§ Provided material:

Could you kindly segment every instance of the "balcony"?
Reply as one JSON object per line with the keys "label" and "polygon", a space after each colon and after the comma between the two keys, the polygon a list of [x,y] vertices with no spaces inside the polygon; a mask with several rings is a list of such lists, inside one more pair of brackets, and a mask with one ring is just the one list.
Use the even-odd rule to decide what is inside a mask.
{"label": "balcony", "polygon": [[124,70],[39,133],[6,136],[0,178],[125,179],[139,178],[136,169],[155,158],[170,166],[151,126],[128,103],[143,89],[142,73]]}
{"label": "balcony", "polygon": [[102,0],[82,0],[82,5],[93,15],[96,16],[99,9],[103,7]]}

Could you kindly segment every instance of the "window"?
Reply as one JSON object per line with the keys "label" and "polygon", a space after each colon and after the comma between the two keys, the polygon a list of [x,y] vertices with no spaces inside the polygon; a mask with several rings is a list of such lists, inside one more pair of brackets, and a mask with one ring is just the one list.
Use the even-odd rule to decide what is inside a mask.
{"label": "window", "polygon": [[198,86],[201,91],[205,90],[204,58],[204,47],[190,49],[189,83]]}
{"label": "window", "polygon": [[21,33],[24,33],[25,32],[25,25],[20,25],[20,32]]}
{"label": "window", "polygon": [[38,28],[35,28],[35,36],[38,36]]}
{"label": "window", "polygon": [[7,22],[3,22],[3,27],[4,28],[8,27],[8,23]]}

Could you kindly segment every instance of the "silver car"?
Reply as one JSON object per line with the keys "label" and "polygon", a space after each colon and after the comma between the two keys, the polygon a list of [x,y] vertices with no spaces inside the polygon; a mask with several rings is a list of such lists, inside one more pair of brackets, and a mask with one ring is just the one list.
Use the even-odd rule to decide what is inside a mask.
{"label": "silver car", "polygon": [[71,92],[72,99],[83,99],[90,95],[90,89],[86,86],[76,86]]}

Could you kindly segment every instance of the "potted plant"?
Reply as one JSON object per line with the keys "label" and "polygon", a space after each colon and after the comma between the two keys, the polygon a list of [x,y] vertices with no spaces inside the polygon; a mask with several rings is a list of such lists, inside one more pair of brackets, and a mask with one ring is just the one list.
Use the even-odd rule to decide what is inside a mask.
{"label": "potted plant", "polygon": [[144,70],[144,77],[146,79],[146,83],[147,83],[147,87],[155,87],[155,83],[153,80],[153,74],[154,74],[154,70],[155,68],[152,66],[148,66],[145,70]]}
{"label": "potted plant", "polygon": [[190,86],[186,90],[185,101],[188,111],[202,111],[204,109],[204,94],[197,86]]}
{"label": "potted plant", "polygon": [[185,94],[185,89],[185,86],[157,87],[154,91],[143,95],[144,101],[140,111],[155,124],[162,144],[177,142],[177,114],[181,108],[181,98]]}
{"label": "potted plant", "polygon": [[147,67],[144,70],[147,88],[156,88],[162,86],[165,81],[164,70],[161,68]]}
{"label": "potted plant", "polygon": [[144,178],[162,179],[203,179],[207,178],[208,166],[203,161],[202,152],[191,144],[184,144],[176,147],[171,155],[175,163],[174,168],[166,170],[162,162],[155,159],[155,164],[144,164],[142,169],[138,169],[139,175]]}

§ Exercise brief: Set down each line of the data precisely as it appears above.

§ Written response:
Could you kindly segment every instance of the "balcony"?
Reply as one JSON object per line with the keys "label" and "polygon", a space after each colon and after the comma between the two keys, the polygon a list of [x,y] vertices with no spaces inside the polygon; a mask with several rings is a list of such lists, inside one more pair of brackets, and a mask with one ring is just the one list.
Use the even-odd rule to decide what is inside a mask.
{"label": "balcony", "polygon": [[124,70],[39,133],[6,136],[0,178],[125,179],[139,178],[136,169],[155,158],[170,166],[151,126],[128,103],[143,89],[142,73]]}
{"label": "balcony", "polygon": [[102,0],[82,0],[82,5],[93,15],[96,16],[99,9],[103,7]]}

Could you kindly segment every instance of the "window"?
Reply as one JSON object per line with the keys "label" and "polygon", a space after each colon and after the comma between the two keys, the polygon a list of [x,y] vertices with no spaces inside the polygon; a mask with several rings is a list of such lists, inside one more pair of brackets, and a mask with one ring is just the one list.
Use the even-odd rule to decide what is inside a mask.
{"label": "window", "polygon": [[198,86],[201,91],[205,90],[204,58],[204,47],[190,49],[189,83]]}
{"label": "window", "polygon": [[21,33],[24,33],[25,32],[25,25],[20,25],[20,32]]}
{"label": "window", "polygon": [[38,28],[35,28],[35,36],[38,36]]}
{"label": "window", "polygon": [[7,22],[3,22],[3,27],[4,28],[8,27],[8,23]]}

Could you kindly segment every instance of the "silver car"?
Reply as one JSON object per line with the keys "label" and "polygon", a space after each colon and after the comma between the two keys, the polygon a list of [x,y] vertices with no spaces inside the polygon; a mask with several rings is a list of such lists, inside one more pair of brackets, and a mask with one ring is just the one list.
Use the even-odd rule to decide what is inside a mask.
{"label": "silver car", "polygon": [[71,92],[72,99],[83,99],[90,95],[90,89],[86,86],[76,86]]}

Could you kindly segment every instance of the "potted plant"?
Reply as one JSON object per line with the keys "label" and "polygon", a space after each colon and after the comma between the two keys, the polygon a list of [x,y] vertices with no spaces inside the polygon; a mask with several rings is a list of such lists, inside one more pair of brackets, and a mask with one ring is just the one list.
Use the even-odd rule to decide what is inside a mask.
{"label": "potted plant", "polygon": [[144,70],[144,77],[146,79],[146,83],[147,83],[147,87],[155,87],[155,83],[153,80],[153,74],[154,74],[154,70],[155,68],[152,66],[148,66],[145,70]]}
{"label": "potted plant", "polygon": [[190,86],[186,90],[185,101],[188,111],[202,111],[204,109],[204,94],[197,86]]}
{"label": "potted plant", "polygon": [[185,94],[185,89],[185,86],[157,87],[154,91],[143,95],[144,101],[140,111],[155,124],[162,144],[177,142],[177,114],[181,108],[181,98]]}
{"label": "potted plant", "polygon": [[147,67],[144,70],[147,88],[156,88],[162,86],[165,81],[164,70],[161,68]]}
{"label": "potted plant", "polygon": [[144,178],[162,179],[203,179],[207,178],[208,166],[203,161],[202,152],[191,144],[184,144],[176,147],[171,155],[175,163],[174,168],[166,170],[162,162],[155,159],[155,164],[144,164],[142,169],[138,169],[139,175]]}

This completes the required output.